Task directions — Reproduce every item below with each occurrence of "Bounding-Box Detector" replaced by "Region Locator", keeping everything else unchanged.

○ ○ ○

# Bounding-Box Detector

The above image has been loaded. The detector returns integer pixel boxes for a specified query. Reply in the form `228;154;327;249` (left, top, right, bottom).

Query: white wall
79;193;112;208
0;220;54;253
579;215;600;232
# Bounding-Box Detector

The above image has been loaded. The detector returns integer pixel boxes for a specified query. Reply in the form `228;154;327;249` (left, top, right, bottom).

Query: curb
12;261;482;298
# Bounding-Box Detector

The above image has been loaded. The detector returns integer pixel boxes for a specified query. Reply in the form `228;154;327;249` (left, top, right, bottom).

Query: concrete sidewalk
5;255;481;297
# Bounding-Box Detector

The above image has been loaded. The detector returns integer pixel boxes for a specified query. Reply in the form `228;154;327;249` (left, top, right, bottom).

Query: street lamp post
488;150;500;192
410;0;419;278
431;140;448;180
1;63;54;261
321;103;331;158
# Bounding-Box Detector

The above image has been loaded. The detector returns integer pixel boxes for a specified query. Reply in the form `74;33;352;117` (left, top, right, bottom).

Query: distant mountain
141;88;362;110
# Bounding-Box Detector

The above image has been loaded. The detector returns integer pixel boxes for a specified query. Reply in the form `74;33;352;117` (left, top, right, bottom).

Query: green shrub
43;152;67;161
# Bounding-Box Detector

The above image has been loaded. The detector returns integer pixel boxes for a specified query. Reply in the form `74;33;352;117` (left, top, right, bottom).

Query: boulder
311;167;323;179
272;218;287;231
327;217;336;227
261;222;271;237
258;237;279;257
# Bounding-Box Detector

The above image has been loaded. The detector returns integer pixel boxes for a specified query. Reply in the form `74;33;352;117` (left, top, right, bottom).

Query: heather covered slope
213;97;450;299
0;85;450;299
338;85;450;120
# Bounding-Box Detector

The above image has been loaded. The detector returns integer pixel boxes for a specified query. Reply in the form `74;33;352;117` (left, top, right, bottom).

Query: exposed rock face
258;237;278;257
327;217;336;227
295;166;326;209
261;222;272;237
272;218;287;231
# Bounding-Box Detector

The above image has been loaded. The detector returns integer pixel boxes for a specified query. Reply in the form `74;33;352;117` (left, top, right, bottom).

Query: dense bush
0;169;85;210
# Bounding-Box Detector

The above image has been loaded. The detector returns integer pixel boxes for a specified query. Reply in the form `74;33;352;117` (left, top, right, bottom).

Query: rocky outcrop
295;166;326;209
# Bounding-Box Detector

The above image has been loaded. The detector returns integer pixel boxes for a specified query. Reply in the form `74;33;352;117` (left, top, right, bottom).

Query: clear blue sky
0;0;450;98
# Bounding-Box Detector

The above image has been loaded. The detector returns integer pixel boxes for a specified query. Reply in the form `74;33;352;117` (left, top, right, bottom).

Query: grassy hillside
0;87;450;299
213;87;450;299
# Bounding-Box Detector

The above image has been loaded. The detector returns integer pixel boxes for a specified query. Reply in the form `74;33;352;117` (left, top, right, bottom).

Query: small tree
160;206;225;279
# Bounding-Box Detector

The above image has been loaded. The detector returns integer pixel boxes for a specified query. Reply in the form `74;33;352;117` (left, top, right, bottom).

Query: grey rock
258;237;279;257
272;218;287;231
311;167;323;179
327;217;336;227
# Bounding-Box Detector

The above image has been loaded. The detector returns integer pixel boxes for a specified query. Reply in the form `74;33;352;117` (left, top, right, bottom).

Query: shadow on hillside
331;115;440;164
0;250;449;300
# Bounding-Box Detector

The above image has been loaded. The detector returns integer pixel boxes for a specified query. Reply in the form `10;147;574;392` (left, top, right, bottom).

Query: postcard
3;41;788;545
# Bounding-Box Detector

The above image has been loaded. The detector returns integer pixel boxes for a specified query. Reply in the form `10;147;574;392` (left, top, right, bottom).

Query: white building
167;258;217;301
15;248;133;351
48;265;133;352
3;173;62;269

○ ○ ○

Exercise result —
# Region Locator

The above image has been loaded. The detector returns integer pixel boxes for a specified query. Reply in the form `228;154;327;249` (left, top, right, bottom).

Query: white wall
79;193;112;208
0;220;54;253
579;215;600;232
# Region Locator

The above image has been loaded. The detector returns integer pixel boxes for a specified query. Reply in the form `228;154;327;249` (left, top, right, bottom).

Query: curb
12;261;482;298
# Region Locator

The above image has been loaded. The detector returns integer pixel boxes for a specified query. Reply in the form `228;154;327;249` (left, top, right, bottom).

Query: concrete sidewalk
5;255;481;297
# Region Locator

The above image has been loaded. The detector returns integer pixel boxes for a specified query. Reply in the form `228;154;327;249` (left, top, right, bottom).

Query: street lamp post
488;150;500;192
410;0;419;278
431;140;448;180
1;63;54;261
321;103;331;158
# Region Locator

The above image has been loaded. The detector returns integer pixel boxes for a specified query. Reply in the form `74;33;352;117` (left, top, right, bottom).

Query: distant mountain
141;88;362;110
# Region Locator

The above image has been loaded. The detector returns integer pixel boxes for a specified query. Reply in the form `74;33;352;117` (left, top, right, bottom).

Query: green shrub
43;152;67;161
# Region Locator

The above image has been loaded. The detector returns integer pixel boxes for a specified query. Reply in the form `74;33;352;117` (left, top, right, bottom).

Query: boulder
311;167;323;179
272;218;287;231
327;217;336;227
261;222;271;237
258;237;279;257
# Region Locator

The above image has been loaded. The detector returns integer pixel boxes for a specified query. Reply in the form `74;33;352;117` (left, top, right, bottom).

Query: heather covered slope
213;97;450;299
0;85;450;299
338;85;450;120
# Region Locator

The above image has been loaded. The detector returns integer pixel boxes for a specified query. Reply in the form `74;33;352;117` (left, top, right, bottom).

Query: exposed rock face
258;237;278;257
327;217;336;227
295;166;326;209
261;222;272;237
272;218;287;231
# Region Locator

The above image has been loaded. The detector returns integer pixel boxes for a specified query. Reply in the form `74;33;352;117` (left, top, right, bottom).

Query: dense bush
0;169;85;210
# Region Locator

The above image has been loaded. The detector returns integer pixel boxes for a specified query. Reply in the form `74;33;352;117` (left, top, right, bottom).

Query: rocky outcrop
295;166;326;209
# Region Locator

The above image has been loaded. The detector returns integer pixel boxes for a specified query. Reply in the form `74;33;352;117` (left, top, right, bottom).

Query: clear blue sky
0;0;450;98
# Region Locator

The above image has been loaded. The detector returns integer pixel boxes for a specified query. Reply in the form `74;33;352;117` (left, top, right, bottom).

Query: grassy hillside
0;87;450;299
213;87;450;299
# Region Locator

The above image has been loaded. The detector returns integer pixel boxes for a specified query. Reply in the form `74;33;352;117` (left, top, right, bottom).

Query: small tree
160;206;225;279
# Region Locator

The above image has been loaded. The detector returns integer pixel boxes for a specified query. Reply in the form `74;33;352;117` (left, top, right, bottom).

Query: grey rock
258;237;279;257
272;218;287;231
311;167;323;179
327;217;336;227
# Region Locator

The above image has been loaded. The detector returns integer pixel boxes for a specified query. Reply in the form `74;33;352;117` (left, top, right, bottom).

Query: shadow on hillside
331;115;440;164
0;250;449;300
# Region Locator

The above image has been loaded. The detector returns integer pixel boxes for a specified query. Reply in the form `10;147;574;392` (left, top, right, bottom).

Query: postcard
3;41;788;545
# Region Locator

The above image has been loaded. The detector returns integer pixel boxes for a specified query. Reply in the form `10;147;574;392` (left, top, right, bottom).

Query: white building
167;258;217;301
15;248;133;351
48;265;133;352
3;173;62;269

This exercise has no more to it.